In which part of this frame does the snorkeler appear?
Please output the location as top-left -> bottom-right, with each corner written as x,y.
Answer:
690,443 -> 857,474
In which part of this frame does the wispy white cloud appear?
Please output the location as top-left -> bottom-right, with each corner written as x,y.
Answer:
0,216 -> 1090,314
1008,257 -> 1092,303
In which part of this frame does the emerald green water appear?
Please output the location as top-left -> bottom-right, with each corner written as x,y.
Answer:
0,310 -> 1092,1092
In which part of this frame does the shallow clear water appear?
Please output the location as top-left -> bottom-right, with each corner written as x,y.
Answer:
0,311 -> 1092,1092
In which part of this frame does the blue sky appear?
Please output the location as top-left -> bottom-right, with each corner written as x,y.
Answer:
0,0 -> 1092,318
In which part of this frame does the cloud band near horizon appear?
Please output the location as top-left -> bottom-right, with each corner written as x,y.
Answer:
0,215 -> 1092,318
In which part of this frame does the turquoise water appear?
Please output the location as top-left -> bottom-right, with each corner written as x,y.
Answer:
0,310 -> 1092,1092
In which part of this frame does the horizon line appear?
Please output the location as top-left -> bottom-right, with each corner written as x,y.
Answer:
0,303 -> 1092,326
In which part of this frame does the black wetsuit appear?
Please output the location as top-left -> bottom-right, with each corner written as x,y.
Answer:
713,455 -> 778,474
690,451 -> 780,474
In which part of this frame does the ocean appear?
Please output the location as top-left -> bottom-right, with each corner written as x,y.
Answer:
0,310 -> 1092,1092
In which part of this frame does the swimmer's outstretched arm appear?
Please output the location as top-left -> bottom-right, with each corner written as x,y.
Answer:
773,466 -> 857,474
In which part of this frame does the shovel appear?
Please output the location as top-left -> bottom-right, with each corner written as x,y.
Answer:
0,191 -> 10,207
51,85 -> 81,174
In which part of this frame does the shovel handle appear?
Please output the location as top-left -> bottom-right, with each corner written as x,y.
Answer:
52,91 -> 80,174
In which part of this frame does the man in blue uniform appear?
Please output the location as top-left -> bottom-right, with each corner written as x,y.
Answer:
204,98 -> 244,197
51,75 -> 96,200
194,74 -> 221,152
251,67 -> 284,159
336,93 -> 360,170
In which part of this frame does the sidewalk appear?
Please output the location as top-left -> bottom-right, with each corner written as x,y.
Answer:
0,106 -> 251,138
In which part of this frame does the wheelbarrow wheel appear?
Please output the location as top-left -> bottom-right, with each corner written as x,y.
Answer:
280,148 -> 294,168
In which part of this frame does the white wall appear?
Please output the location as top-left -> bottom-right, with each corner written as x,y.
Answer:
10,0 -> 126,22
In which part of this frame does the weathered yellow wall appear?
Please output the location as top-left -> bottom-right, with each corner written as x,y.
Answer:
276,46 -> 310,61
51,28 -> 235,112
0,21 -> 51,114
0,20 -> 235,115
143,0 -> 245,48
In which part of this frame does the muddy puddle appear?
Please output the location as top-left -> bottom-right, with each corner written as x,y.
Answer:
------------
*Work to complete*
Render every line of the listing above as a JSON array of strings, one string per line, with blank lines omitted.

*Expected answer*
[
  "In which part of this frame does the snorkeler appear?",
  "Please output the location as top-left -> bottom-right, with each corner written as x,y.",
  "Answer:",
  "690,443 -> 857,474",
  "In which part of this frame does the wispy white cloud appear?",
  "Please output the location as top-left -> bottom-right, with each corner written as x,y.",
  "Answer:",
  "0,216 -> 1090,314",
  "1008,257 -> 1092,303",
  "In which part of this frame does the emerald green water appear?",
  "Please output the location as top-left -> bottom-right, with each corner written as x,y.",
  "Answer:",
  "0,310 -> 1092,1092",
  "In which part of this frame does the shallow clear water appear?",
  "Please output the location as top-left -> bottom-right, with each corner written as x,y.",
  "Answer:",
  "0,311 -> 1092,1092",
  "In which part of this frame does the blue sky appear?",
  "Please output the location as top-left -> bottom-right, with each corner written as x,y.",
  "Answer:",
  "0,0 -> 1092,318",
  "In which part of this frame does the cloud band near horizon appear?",
  "Please output the location as top-left -> bottom-right, with each corner written as x,y.",
  "Answer:",
  "0,215 -> 1092,318",
  "In which part of this frame does the turquoise water appear?",
  "Please output the location as top-left -> bottom-right, with each corner written as x,y.",
  "Answer:",
  "0,310 -> 1092,1092",
  "In which part of this frame does the horizon line appear?",
  "Please output the location as top-left -> bottom-right, with each corner written as x,y.",
  "Answer:",
  "0,303 -> 1092,326",
  "In which part of this frame does the black wetsuit appear?",
  "Please output the location as top-left -> bottom-right, with each corner written as x,y.",
  "Answer:",
  "713,455 -> 778,474",
  "690,451 -> 780,474",
  "In which part of this frame does the ocean appear?",
  "Please output the location as top-left -> bottom-right, with each corner written as x,y.",
  "Answer:",
  "0,310 -> 1092,1092",
  "In which part of this frame does the swimmer's outstretched arm appear?",
  "Please output the location as top-left -> bottom-right, with each corner written as x,y.",
  "Answer:",
  "773,466 -> 857,474",
  "In which part of this frame does the shovel appear?",
  "Please output the location as top-left -> bottom-right, with each corner written as x,y.",
  "Answer:",
  "0,191 -> 10,207",
  "51,85 -> 81,174",
  "In which part of this frame does the shovel handle appear?",
  "Please output the location as top-left -> bottom-right, with each corner written as x,y.",
  "Answer:",
  "52,91 -> 80,174",
  "In which part of this frame does the man in blue uniform appear?",
  "Please output the location as top-left -> bottom-right, with each corner written as x,y.",
  "Answer:",
  "204,98 -> 244,197",
  "51,75 -> 96,200",
  "194,74 -> 221,152",
  "251,67 -> 284,159",
  "336,93 -> 360,170",
  "In which part of this frame does the sidewalk appear?",
  "Please output the location as top-left -> bottom-right, with each corner written as x,y.",
  "Answer:",
  "0,106 -> 251,138",
  "In which part of this frame does the wheelbarrow wheel appear?",
  "Please output the location as top-left -> bottom-right, with each corner written as x,y.",
  "Answer:",
  "280,148 -> 294,168",
  "In which part of this frame does the white wall appear?",
  "Please output the location as top-left -> bottom-right, with each corner written as x,y.",
  "Answer:",
  "10,0 -> 126,22",
  "In which part of this frame does the weathered yellow wall appear?",
  "Please output the location as top-left -> bottom-right, with each corner written as x,y.",
  "Answer:",
  "276,46 -> 310,61",
  "51,28 -> 235,112",
  "0,21 -> 51,114",
  "0,20 -> 235,115",
  "143,0 -> 245,48",
  "In which part of this frame does the muddy puddle appear?",
  "Please output the location as top-left -> bottom-right, with each corner written as x,y.",
  "Answer:"
]